┌─ Textauszug
Das Aufgabenspektrum der Sicherheitsbeauftragten hat sich in den letzten 100 Jahren allerdings stark gewandelt so wie die Arbeitswelt selbst. Stand im Jahr 1919 noch die praktische Unfallverhütung im Mittelpunkt, gewinnen heute Fragen von Gesundheitsschutz und der Verhütung von arbeitsbedingten Gesundheitsgefahren an Bedeutung. Neben der fachlichen Qualifikation werden methodische und soziale Kompetenzen immer wichtiger. Aus dem Sicherheitsbeauftragten ist ein Beauftragter oder eine Beauftragte für Sicherheit und Gesundheit bei der Arbeit geworden.

Geblieben ist bei allem Wandel die besondere Qualität dieses Amtes: Die Sicherheitsbeauftragten sind ansprechbar für Kolleginnen und Kollegen, sie können unmittelbar auf Mängel hinweisen und ihre Ideen für mögliche Verbesserungen einbringen. Für Sicherheit und Gesundheit im Betrieb sind sie auch heute unverzichtbar.

(*) Niederschrift über die Sitzung des Geschäftsführenden Ausschusses des Verbandes der Deutschen Berufsgenossenschaften am 20. Oktober 1919. In: Die Berufsgenossenschaft. Zeitschrift für die Reichs-Unfallversicherung, Ausgabe 1/1920, S. 5

Quelle | Deutsche Gesetzliche Unfallversicherung (DGUV)

Vertragsrecht: Muss eine Partei keine Leistung erbringen, liegt kein Arbeitsvertrag vor

| Eine Vereinbarung, wonach die eine Partei eine Zahlung leisten muss, für die die andere Partei nach ausdrücklicher Vereinbarung gerade keine Leistung erbringen muss, ist kein Austauschvertrag und damit auch kein Dienstvertrag und kein Arbeitsvertrag. |

Diese Klarstellung traf das Landesarbeitsgericht (LAG) Düsseldorf. Schließen die Vertragsparteien den bewusst und gewollt auf die Vereinbarung einer solch einseitigen Leistungsverpflichtung gerichteten Vertrag gleichwohl unter der Bezeichnung „Arbeitsvertrag“ ab, so handelt es sich um ein Scheingeschäft. Dieses ist gemäß § 117 Abs. 1 BGB nichtig.

Quelle | LAG Düsseldorf, Urteil vom 2.8.2019, 10 Sa 1139/18, Abruf-Nr. 211902 unter www.iww.de.
└─
┌─ Extrahierte Daten
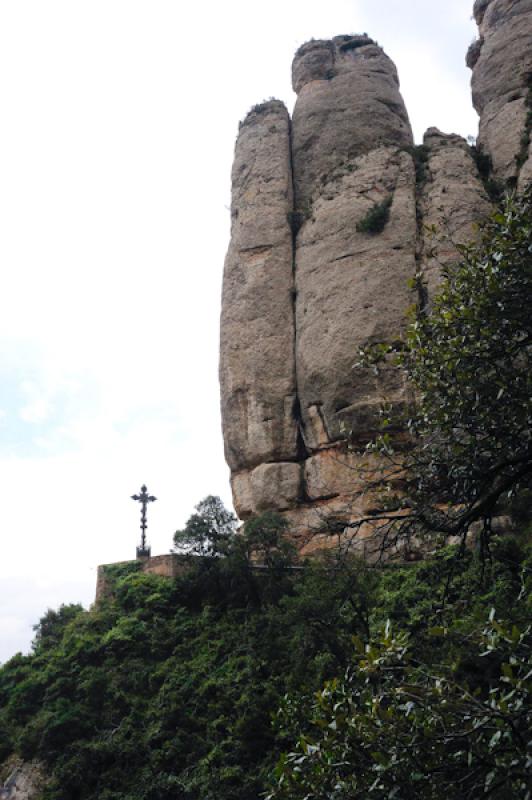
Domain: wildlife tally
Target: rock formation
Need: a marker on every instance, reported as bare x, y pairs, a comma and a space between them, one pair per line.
332, 218
501, 60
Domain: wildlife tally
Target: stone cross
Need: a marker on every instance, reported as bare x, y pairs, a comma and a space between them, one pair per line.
143, 498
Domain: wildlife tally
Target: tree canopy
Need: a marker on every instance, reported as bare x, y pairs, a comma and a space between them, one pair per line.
468, 359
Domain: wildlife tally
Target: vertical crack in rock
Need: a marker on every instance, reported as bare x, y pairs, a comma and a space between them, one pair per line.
257, 368
501, 61
349, 128
451, 198
332, 215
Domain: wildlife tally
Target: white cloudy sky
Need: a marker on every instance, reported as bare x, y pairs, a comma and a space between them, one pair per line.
117, 133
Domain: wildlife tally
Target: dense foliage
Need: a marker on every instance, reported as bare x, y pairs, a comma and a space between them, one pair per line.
167, 689
469, 361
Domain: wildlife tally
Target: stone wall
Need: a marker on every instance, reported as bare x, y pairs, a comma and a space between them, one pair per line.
308, 282
169, 565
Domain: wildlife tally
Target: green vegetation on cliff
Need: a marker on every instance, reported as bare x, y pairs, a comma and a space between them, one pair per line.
411, 682
168, 689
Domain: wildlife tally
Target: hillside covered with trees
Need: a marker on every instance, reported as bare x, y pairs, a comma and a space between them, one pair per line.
329, 678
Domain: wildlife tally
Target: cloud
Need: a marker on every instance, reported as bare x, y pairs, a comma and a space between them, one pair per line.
116, 157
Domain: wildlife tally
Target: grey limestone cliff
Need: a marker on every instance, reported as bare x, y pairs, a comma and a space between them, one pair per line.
501, 60
334, 212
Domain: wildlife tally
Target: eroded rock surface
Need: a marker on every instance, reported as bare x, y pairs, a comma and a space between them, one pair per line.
452, 202
352, 290
24, 780
333, 214
257, 367
348, 104
502, 69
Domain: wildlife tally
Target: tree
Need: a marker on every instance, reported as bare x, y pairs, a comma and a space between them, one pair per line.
394, 727
469, 361
208, 531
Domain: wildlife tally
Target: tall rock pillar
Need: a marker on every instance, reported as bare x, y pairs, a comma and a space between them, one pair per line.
257, 364
501, 60
351, 141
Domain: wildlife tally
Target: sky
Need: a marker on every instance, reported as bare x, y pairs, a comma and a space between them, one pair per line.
119, 119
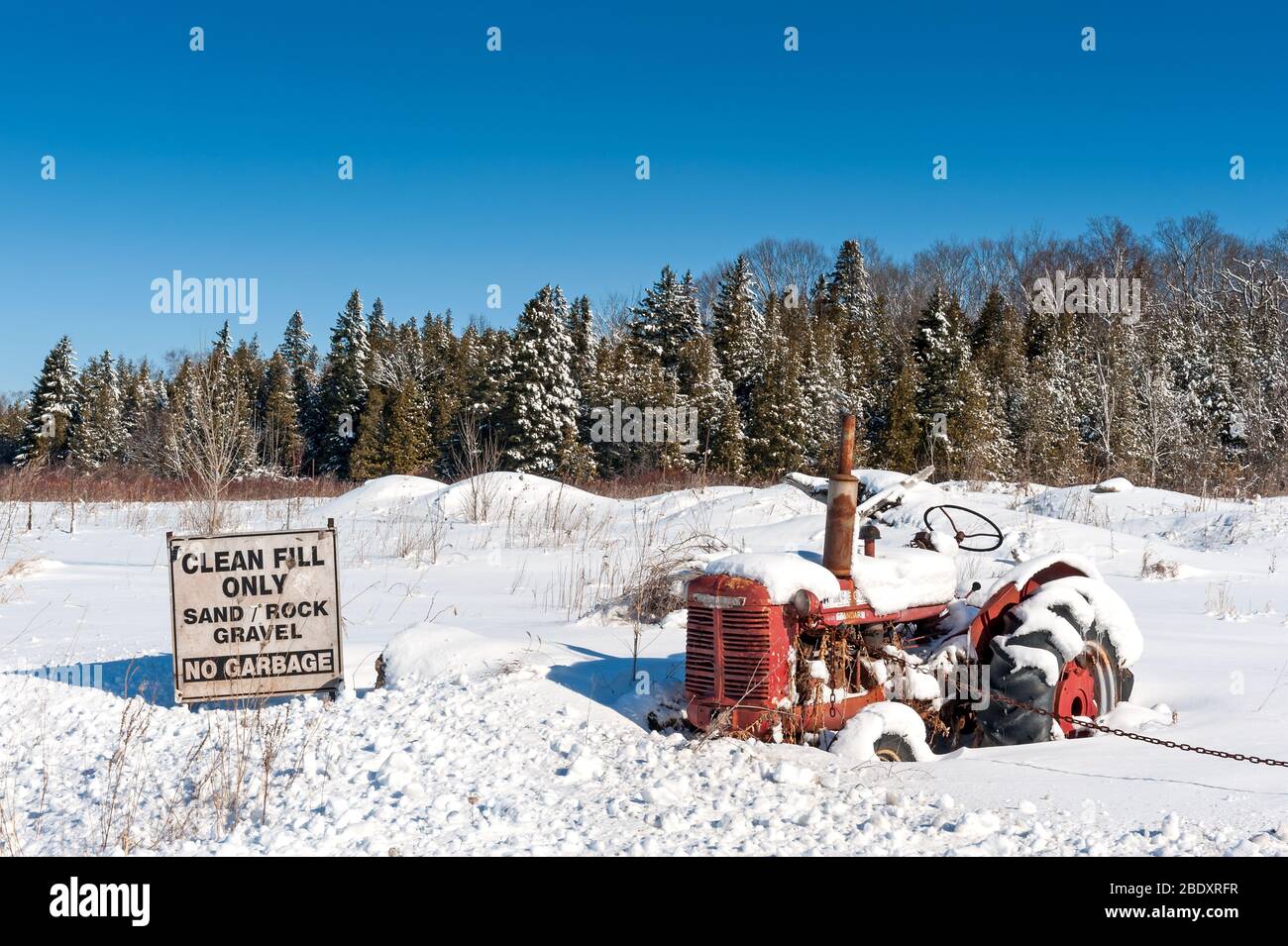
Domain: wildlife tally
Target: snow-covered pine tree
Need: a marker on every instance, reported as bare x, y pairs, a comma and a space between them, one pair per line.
53, 399
709, 394
665, 318
651, 318
849, 289
902, 441
738, 327
778, 430
143, 399
982, 447
688, 322
281, 443
581, 334
343, 389
97, 434
941, 351
301, 360
542, 395
823, 383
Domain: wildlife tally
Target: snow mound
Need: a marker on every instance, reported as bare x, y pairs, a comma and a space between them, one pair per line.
782, 575
857, 742
903, 578
1129, 716
500, 495
378, 495
426, 652
1021, 573
1116, 484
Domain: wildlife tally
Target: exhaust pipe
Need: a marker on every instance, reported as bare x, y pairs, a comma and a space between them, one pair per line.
842, 499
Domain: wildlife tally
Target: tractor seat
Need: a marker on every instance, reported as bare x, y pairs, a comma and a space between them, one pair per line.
901, 578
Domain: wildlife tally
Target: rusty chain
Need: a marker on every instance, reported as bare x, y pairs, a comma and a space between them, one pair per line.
1109, 730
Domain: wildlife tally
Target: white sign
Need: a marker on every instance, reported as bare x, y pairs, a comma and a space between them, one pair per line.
256, 614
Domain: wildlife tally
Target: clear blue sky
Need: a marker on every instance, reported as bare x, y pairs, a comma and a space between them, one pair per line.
519, 167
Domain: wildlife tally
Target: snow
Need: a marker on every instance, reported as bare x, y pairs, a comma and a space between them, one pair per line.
378, 495
514, 723
857, 742
1039, 658
1021, 573
511, 494
782, 575
1116, 484
900, 578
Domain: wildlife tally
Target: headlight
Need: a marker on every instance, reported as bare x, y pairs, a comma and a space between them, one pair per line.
└─
*Aufgaben*:
[1] Übertragen Sie aus dem Textauszug den Abschnitt von „Vertragsrecht: Muss eine“ bis „1 BGB nichtig.“ wortgetreu.
[2] Beantworten Sie anhand des Textauszugs:
(a) Was stand bei den Aufgaben der Sicherheitsbeauftragten im Jahr 1919 im Mittelpunkt?
(b) Welches Gericht traf die Klarstellung zum Arbeitsvertrag ohne Leistungspflicht einer Partei?
(c) Nach welcher Vorschrift ist ein solches Scheingeschäft nichtig?

*Lösungen*:
[1]
Vertragsrecht: Muss eine Partei keine Leistung erbringen, liegt kein Arbeitsvertrag vor

| Eine Vereinbarung, wonach die eine Partei eine Zahlung leisten muss, für die die andere Partei nach ausdrücklicher Vereinbarung gerade keine Leistung erbringen muss, ist kein Austauschvertrag und damit auch kein Dienstvertrag und kein Arbeitsvertrag. |

Diese Klarstellung traf das Landesarbeitsgericht (LAG) Düsseldorf. Schließen die Vertragsparteien den bewusst und gewollt auf die Vereinbarung einer solch einseitigen Leistungsverpflichtung gerichteten Vertrag gleichwohl unter der Bezeichnung „Arbeitsvertrag“ ab, so handelt es sich um ein Scheingeschäft. Dieses ist gemäß § 117 Abs. 1 BGB nichtig.

[2]
(a) Die praktische Unfallverhütung.
(b) Das Landesarbeitsgericht (LAG) Düsseldorf.
(c) Nach § 117 Abs. 1 BGB.